-- begin PASSAGE TO READ --

1. A method for storing a multiplicity of data units from a data source in a selectable storage device from a storage system of different storage devices, wherein at least one data unit attribute is allocated to each data unit and at least one storage attribute is allocated to each storage device, comprising:
checking and adapting the data unit attributes at specified times during an operation of the storage devices;
evaluating the data unit attributes and the storage attributes for generating storage system state data; and
for each data unit, selecting a storage device depending on the allocated data unit attributes, at least a selection of the storage attributes and the storage system state data and storing the respective data unit in the selected storage device;
wherein at least one of the data unit attributes and storage attributes comprise information relating to a selection and storage of data units at previous times.
2. The method as claimed in claim 1, wherein a time interval between consecutive specified times for checking and adapting the data unit attributes is at least one of constant and is determined by a specified event which is defined by a specified storage operating state of the storage system.
3. The method as claimed in claim 1, furthermore comprising:
storage transfer of a data unit from the selected storage device into a new selected storage device.

-- end PASSAGE TO READ --
-- begin SUPPLIED INFORMATION --

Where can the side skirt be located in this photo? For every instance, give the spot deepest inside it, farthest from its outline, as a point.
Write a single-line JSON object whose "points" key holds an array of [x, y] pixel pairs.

-- end SUPPLIED INFORMATION --

In the passage about storing data units, what does evaluating the data unit attributes and the storage attributes produce?

Storage system state data.